§ **Job**
Please print the listing below line for line, without any changes, and leave the pictures out of your output.

Stored listing:
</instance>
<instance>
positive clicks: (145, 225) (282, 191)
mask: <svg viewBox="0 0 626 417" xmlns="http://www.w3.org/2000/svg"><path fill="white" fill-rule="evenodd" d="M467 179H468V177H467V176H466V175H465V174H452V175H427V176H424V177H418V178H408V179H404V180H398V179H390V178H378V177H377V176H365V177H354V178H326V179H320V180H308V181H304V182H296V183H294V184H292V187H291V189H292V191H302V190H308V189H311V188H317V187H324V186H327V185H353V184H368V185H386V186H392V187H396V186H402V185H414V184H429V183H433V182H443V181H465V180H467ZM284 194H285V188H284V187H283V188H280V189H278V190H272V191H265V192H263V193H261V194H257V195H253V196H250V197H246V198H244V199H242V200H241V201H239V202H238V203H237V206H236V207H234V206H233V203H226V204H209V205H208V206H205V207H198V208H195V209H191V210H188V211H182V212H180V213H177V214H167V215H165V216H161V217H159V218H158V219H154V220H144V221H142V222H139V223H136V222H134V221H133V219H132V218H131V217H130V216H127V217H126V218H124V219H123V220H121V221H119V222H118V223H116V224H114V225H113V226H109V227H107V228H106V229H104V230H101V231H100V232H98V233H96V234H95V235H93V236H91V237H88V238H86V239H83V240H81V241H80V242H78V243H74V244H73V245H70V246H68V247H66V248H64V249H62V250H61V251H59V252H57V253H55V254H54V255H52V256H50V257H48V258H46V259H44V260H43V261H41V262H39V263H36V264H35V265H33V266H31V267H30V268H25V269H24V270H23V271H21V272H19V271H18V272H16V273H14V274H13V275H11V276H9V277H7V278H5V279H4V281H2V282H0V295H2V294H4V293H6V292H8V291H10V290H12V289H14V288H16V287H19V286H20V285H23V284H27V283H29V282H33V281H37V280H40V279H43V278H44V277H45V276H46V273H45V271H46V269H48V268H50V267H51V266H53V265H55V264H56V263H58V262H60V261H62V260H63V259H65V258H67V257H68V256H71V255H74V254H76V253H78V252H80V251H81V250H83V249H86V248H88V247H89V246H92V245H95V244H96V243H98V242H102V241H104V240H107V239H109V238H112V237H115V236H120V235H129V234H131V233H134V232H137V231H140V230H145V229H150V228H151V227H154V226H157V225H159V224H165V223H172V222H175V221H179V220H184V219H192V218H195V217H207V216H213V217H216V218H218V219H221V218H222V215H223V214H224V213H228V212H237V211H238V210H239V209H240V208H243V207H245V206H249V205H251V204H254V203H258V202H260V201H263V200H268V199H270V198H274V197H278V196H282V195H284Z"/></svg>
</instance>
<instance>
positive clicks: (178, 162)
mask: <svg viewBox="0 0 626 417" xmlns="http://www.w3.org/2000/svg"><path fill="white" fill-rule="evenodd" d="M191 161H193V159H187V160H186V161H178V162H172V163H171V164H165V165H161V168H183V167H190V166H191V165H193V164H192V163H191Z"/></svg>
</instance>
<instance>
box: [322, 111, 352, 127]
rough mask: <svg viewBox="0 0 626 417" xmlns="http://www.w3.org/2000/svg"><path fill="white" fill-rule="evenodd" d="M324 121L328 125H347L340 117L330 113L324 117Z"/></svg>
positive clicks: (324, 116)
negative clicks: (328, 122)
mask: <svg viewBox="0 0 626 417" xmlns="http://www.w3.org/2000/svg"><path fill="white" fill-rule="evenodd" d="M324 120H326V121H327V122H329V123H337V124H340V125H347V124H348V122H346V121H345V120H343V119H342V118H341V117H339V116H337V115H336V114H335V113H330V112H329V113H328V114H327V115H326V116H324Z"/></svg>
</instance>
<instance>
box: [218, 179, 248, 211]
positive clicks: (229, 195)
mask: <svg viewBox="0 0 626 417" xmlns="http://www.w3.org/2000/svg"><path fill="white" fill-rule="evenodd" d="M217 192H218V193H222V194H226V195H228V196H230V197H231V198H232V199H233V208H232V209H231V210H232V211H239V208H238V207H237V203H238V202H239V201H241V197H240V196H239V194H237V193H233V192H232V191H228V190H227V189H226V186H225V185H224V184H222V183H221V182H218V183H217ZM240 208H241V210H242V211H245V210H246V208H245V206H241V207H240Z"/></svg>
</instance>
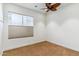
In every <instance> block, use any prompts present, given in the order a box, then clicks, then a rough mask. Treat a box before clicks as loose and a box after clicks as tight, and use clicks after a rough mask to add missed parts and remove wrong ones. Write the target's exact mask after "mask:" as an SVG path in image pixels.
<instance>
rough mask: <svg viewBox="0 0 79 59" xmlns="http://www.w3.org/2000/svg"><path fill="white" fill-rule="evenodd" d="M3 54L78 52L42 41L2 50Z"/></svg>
mask: <svg viewBox="0 0 79 59" xmlns="http://www.w3.org/2000/svg"><path fill="white" fill-rule="evenodd" d="M3 56H79V52H77V51H73V50H71V49H68V48H64V47H62V46H59V45H56V44H52V43H50V42H47V41H44V42H40V43H36V44H33V45H29V46H24V47H20V48H16V49H12V50H8V51H4V53H3Z"/></svg>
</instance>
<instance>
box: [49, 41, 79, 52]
mask: <svg viewBox="0 0 79 59" xmlns="http://www.w3.org/2000/svg"><path fill="white" fill-rule="evenodd" d="M48 42H50V43H54V44H56V45H59V46H62V47H65V48H68V49H71V50H74V51H77V52H79V50H78V49H75V48H72V47H69V46H66V45H64V44H61V43H58V42H54V41H50V40H48Z"/></svg>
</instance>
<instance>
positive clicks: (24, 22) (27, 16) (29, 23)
mask: <svg viewBox="0 0 79 59" xmlns="http://www.w3.org/2000/svg"><path fill="white" fill-rule="evenodd" d="M23 25H24V26H33V18H32V17H29V16H23Z"/></svg>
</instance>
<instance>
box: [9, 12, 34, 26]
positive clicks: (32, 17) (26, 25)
mask: <svg viewBox="0 0 79 59" xmlns="http://www.w3.org/2000/svg"><path fill="white" fill-rule="evenodd" d="M9 13H13V14H18V15H21V16H22V24H21V25H14V24H9V20H10V19H9V15H8V25H12V26H28V25H24V23H23V16H28V17H32V18H33V25H32V27H33V26H34V16H29V15H24V14H21V13H16V12H12V11H8V14H9Z"/></svg>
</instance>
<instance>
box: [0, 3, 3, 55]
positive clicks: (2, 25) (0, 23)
mask: <svg viewBox="0 0 79 59" xmlns="http://www.w3.org/2000/svg"><path fill="white" fill-rule="evenodd" d="M2 10H3V7H2V4H1V3H0V55H2V30H3V11H2Z"/></svg>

§ **Solution for this exercise**
</instance>
<instance>
positive clicks: (145, 225) (282, 191)
mask: <svg viewBox="0 0 626 417" xmlns="http://www.w3.org/2000/svg"><path fill="white" fill-rule="evenodd" d="M467 179H468V177H467V176H466V175H465V174H452V175H427V176H424V177H418V178H408V179H404V180H398V179H390V178H378V177H377V176H365V177H354V178H326V179H320V180H308V181H304V182H296V183H294V184H292V187H291V189H292V191H302V190H308V189H311V188H317V187H324V186H327V185H353V184H368V185H386V186H392V187H396V186H402V185H414V184H429V183H433V182H443V181H465V180H467ZM284 194H285V188H284V187H283V188H280V189H278V190H272V191H265V192H263V193H261V194H257V195H253V196H250V197H246V198H244V199H242V200H241V201H239V202H238V203H237V206H236V207H234V206H233V203H226V204H209V205H208V206H205V207H198V208H195V209H191V210H188V211H182V212H180V213H177V214H167V215H165V216H161V217H159V218H158V219H154V220H144V221H142V222H139V223H136V222H134V221H133V219H132V218H131V217H130V216H127V217H126V218H124V219H123V220H121V221H119V222H118V223H116V224H114V225H113V226H109V227H107V228H106V229H104V230H101V231H100V232H98V233H96V234H95V235H93V236H91V237H88V238H86V239H83V240H81V241H80V242H78V243H74V244H73V245H70V246H68V247H66V248H64V249H62V250H61V251H59V252H57V253H55V254H54V255H52V256H50V257H48V258H46V259H44V260H43V261H41V262H39V263H36V264H35V265H33V266H31V267H30V268H25V269H24V270H23V271H21V272H19V271H18V272H16V273H14V274H13V275H11V276H9V277H7V278H5V279H4V281H2V282H0V295H2V294H4V293H6V292H8V291H10V290H12V289H14V288H16V287H19V286H20V285H23V284H27V283H29V282H33V281H37V280H40V279H43V278H44V277H45V276H46V273H45V271H46V269H48V268H50V267H51V266H53V265H55V264H56V263H58V262H60V261H62V260H63V259H65V258H67V257H68V256H71V255H74V254H76V253H78V252H80V251H81V250H83V249H86V248H88V247H89V246H92V245H95V244H96V243H98V242H102V241H104V240H107V239H109V238H112V237H115V236H120V235H129V234H131V233H134V232H137V231H140V230H145V229H150V228H151V227H154V226H157V225H159V224H165V223H172V222H175V221H179V220H184V219H192V218H195V217H207V216H213V217H216V218H218V219H221V218H222V215H223V214H224V213H228V212H237V211H238V210H239V209H240V208H243V207H245V206H249V205H251V204H254V203H258V202H260V201H263V200H268V199H270V198H274V197H278V196H282V195H284Z"/></svg>
</instance>
<instance>
positive clicks: (178, 162)
mask: <svg viewBox="0 0 626 417" xmlns="http://www.w3.org/2000/svg"><path fill="white" fill-rule="evenodd" d="M191 161H193V159H187V160H186V161H178V162H172V163H171V164H165V165H161V168H183V167H190V166H191V165H193V164H192V163H191Z"/></svg>
</instance>
<instance>
box: [322, 111, 352, 127]
rough mask: <svg viewBox="0 0 626 417" xmlns="http://www.w3.org/2000/svg"><path fill="white" fill-rule="evenodd" d="M324 121L328 125H347L340 117L330 113L324 117Z"/></svg>
positive clicks: (324, 116)
negative clicks: (328, 122)
mask: <svg viewBox="0 0 626 417" xmlns="http://www.w3.org/2000/svg"><path fill="white" fill-rule="evenodd" d="M324 120H326V121H327V122H329V123H337V124H340V125H347V124H348V122H346V121H345V120H343V119H342V118H341V117H339V116H337V115H336V114H335V113H330V112H329V113H328V114H327V115H326V116H324Z"/></svg>
</instance>
<instance>
box: [218, 179, 248, 211]
positive clicks: (229, 195)
mask: <svg viewBox="0 0 626 417" xmlns="http://www.w3.org/2000/svg"><path fill="white" fill-rule="evenodd" d="M217 192H218V193H222V194H226V195H228V196H230V197H231V198H232V199H233V208H232V209H231V210H232V211H239V208H238V207H237V203H238V202H239V201H241V197H240V196H239V194H237V193H233V192H232V191H228V190H227V189H226V186H225V185H224V184H222V183H221V182H218V183H217ZM240 208H241V210H242V211H245V210H246V208H245V206H241V207H240Z"/></svg>
</instance>
In every <instance> block, use any prompts present, given in the order a box, then clicks, then a rough mask. Treat a box before clicks as loose and a box after clicks as tight, and use clicks after a rough mask to add missed parts and remove wrong ones. Write the target's exact mask after "mask:" as an SVG path in image pixels.
<instance>
rough mask: <svg viewBox="0 0 79 59" xmlns="http://www.w3.org/2000/svg"><path fill="white" fill-rule="evenodd" d="M3 54L78 52L42 41L2 50Z"/></svg>
mask: <svg viewBox="0 0 79 59" xmlns="http://www.w3.org/2000/svg"><path fill="white" fill-rule="evenodd" d="M3 56H79V52H77V51H73V50H71V49H68V48H64V47H62V46H59V45H56V44H52V43H50V42H47V41H44V42H40V43H36V44H33V45H29V46H24V47H20V48H16V49H12V50H8V51H4V53H3Z"/></svg>
</instance>
<instance>
box: [49, 41, 79, 52]
mask: <svg viewBox="0 0 79 59" xmlns="http://www.w3.org/2000/svg"><path fill="white" fill-rule="evenodd" d="M48 42H50V43H54V44H56V45H59V46H62V47H65V48H68V49H71V50H74V51H77V52H79V50H78V49H75V48H72V47H69V46H66V45H64V44H61V43H58V42H54V41H50V40H48Z"/></svg>
</instance>
<instance>
positive clicks: (24, 22) (27, 16) (29, 23)
mask: <svg viewBox="0 0 79 59" xmlns="http://www.w3.org/2000/svg"><path fill="white" fill-rule="evenodd" d="M23 25H24V26H33V18H32V17H29V16H23Z"/></svg>
</instance>
<instance>
box: [9, 12, 34, 26]
positive clicks: (32, 17) (26, 25)
mask: <svg viewBox="0 0 79 59" xmlns="http://www.w3.org/2000/svg"><path fill="white" fill-rule="evenodd" d="M9 13H13V14H18V15H21V16H22V24H21V25H14V24H9V20H10V19H9V15H8V25H12V26H28V25H24V23H23V16H28V17H32V18H33V25H32V27H33V26H34V16H29V15H24V14H21V13H16V12H12V11H8V14H9Z"/></svg>
</instance>
<instance>
box: [0, 3, 3, 55]
positive clicks: (2, 25) (0, 23)
mask: <svg viewBox="0 0 79 59" xmlns="http://www.w3.org/2000/svg"><path fill="white" fill-rule="evenodd" d="M2 10H3V7H2V4H1V3H0V55H2V30H3V11H2Z"/></svg>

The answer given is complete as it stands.